▶ **Required work**: Identify every line in the rows below that contains the word "form", and copy each such line in the order it appears.
::: Dataset excerpts :::
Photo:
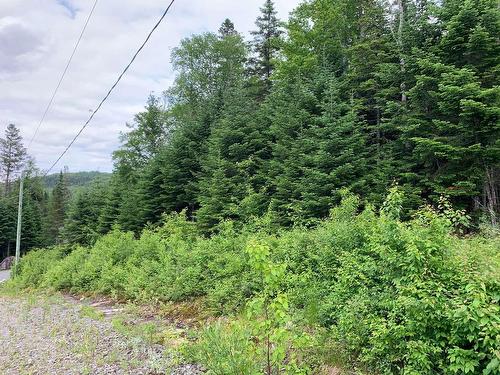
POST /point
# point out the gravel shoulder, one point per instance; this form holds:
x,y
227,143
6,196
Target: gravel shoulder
x,y
54,335
4,275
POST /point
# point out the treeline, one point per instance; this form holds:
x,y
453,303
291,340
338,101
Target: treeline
x,y
360,293
348,94
47,201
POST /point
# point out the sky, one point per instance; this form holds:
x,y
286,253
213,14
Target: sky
x,y
36,40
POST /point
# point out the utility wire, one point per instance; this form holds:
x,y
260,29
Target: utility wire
x,y
112,87
63,74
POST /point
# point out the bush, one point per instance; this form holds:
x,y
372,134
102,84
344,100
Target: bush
x,y
396,297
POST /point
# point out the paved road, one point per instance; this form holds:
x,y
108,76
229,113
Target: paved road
x,y
4,275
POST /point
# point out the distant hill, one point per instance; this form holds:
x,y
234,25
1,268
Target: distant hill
:::
▶ **The answer**:
# point out the gravel shoulder, one point per instance; this form holds:
# point out the treeline, one point per instance; this form holds:
# point out the sky, one point per instance; this form holds:
# point out the utility wire, one point per instance; this form holds:
# point out the bush, one point per instance; this form holds:
# point out the paved road, one point per instance; this form holds:
# point out the distant hill, one point per instance; this form holds:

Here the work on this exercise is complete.